## Text under study
>>
A review by elenasquareeyes
The Memory of Love by Aminatta Forna

1.0

I listened to the audiobook narrated by Kobna Holdbrook-Smith and this is definitely one of those books I would’ve DNF’d if I was physically reading it. I really didn’t like The Memory of Love for a lot of different reasons.

Firstly, there are the three main characters. Chapters are told from each of their perspectives and Holdbrook-Smith does a good job at distinguishing between these characters with his voice. The three men have a lot of similarities, they’re all smart, stubborn and reserved but the only one I didn’t have a huge problem with was Kai. Kai is kind, thoughtful and a great uncle, his relationship with his eight-year-old nephew is the best. The big difference between Kai and Elias and Adrian, is his attitude towards women. He’s more respectful than the other two, though can still be infatuated. Elias becomes obsessive and almost stalkerish when it comes to Saffia, the way he describes her was unsettling, especially those moments when he could tell he made her feel uncertain or uncomfortable but didn’t care. Adrian has a wife and young daughter in the UK, but that doesn’t stop him cheating on his wife with musician Mamakay. He gets very jealous over Mamakay before they’re even together, and he is often ignorant and patronising of her life. Adrian likes to think he has a connection to Sierra Leone as his mother was almost born there, but really, he’s the white saviour type character and he doesn’t even realise it. Adrian and Elisa both made me angry at different times in the book, and their love stories weren’t that loving or romantic to me.
<<
## Extracted data
>>
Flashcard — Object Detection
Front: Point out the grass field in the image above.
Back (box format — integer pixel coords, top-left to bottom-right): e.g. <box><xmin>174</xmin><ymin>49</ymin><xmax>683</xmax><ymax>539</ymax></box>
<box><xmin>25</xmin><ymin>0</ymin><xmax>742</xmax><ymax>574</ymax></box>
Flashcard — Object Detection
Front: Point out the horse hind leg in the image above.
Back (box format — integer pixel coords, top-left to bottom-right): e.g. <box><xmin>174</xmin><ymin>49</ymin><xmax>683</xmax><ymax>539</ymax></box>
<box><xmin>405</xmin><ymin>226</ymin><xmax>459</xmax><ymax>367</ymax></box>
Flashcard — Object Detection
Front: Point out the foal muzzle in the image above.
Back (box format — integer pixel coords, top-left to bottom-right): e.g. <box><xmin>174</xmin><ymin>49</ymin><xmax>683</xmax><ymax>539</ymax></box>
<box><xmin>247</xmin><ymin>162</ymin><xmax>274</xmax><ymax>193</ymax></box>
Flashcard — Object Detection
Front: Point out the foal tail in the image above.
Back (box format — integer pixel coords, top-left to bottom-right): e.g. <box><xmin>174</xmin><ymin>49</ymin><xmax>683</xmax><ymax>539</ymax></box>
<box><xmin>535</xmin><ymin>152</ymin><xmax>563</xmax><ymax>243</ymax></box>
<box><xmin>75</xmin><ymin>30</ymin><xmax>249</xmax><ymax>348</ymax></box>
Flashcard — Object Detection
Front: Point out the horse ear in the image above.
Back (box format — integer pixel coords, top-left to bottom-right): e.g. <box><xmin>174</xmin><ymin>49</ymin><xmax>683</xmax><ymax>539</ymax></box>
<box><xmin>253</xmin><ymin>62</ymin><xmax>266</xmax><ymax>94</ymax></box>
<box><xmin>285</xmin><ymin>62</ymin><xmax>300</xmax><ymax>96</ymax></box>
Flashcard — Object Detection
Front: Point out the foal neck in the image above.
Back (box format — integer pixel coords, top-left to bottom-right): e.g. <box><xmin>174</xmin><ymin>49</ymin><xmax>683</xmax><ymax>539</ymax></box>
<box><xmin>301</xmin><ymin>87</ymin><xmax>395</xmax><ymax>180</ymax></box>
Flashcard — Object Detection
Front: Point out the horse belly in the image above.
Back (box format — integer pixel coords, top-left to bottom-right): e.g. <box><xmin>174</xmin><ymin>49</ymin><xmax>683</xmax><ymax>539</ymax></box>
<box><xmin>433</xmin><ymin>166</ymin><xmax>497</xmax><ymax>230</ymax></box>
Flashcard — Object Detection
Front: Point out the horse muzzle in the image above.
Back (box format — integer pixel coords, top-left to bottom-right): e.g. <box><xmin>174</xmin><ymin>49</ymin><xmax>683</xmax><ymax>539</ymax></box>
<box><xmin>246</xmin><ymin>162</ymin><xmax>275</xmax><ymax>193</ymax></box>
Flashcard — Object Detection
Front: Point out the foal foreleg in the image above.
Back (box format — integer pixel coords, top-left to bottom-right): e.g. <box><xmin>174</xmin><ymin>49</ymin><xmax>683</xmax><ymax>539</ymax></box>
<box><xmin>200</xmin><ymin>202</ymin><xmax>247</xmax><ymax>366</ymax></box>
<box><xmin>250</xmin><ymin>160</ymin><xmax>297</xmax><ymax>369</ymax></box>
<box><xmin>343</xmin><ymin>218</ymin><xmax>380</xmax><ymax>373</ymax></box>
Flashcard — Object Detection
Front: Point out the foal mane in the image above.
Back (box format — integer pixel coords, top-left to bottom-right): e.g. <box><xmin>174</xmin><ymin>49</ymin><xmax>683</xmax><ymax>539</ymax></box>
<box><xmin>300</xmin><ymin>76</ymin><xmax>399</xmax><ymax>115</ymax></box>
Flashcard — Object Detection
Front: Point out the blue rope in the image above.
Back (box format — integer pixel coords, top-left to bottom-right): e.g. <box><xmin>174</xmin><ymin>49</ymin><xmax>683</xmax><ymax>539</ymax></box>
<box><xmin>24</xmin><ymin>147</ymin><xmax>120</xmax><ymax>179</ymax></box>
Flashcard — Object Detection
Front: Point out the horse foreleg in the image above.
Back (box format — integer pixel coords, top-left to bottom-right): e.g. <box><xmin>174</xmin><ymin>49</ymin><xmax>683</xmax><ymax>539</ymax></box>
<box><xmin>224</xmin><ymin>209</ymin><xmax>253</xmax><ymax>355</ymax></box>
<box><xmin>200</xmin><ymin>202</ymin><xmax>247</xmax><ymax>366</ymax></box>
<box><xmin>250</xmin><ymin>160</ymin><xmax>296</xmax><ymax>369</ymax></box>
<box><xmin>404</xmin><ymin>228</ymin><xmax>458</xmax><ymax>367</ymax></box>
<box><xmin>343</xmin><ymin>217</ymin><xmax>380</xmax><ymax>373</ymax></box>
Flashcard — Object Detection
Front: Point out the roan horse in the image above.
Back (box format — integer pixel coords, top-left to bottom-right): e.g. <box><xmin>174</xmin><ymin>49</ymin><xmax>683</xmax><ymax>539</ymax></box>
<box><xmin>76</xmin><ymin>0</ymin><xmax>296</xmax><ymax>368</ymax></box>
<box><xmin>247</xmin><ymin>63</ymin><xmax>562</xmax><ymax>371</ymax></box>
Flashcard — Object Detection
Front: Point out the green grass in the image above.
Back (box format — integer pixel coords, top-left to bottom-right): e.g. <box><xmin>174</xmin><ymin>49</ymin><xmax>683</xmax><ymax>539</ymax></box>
<<
## Work order A
According to the review of The Memory of Love, who narrated the audiobook?
## Work order B
Translate this sentence from the review of The Memory of Love into French: "Kai is kind, thoughtful and a great uncle, his relationship with his eight-year-old nephew is the best."
## Work order C
Copy the passage of the review of The Memory of Love starting at "A review by" and ending at "of different reasons.", substituting "recording" for "audiobook".

## Output A
Kobna Holdbrook-Smith

## Output B
Kai est gentil, attentionné et un oncle formidable, sa relation avec son neveu de huit ans est la meilleure.

## Output C
A review by elenasquareeyes
The Memory of Love by Aminatta Forna

1.0

I listened to the recording narrated by Kobna Holdbrook-Smith and this is definitely one of those books I would’ve DNF’d if I was physically reading it. I really didn’t like The Memory of Love for a lot of different reasons.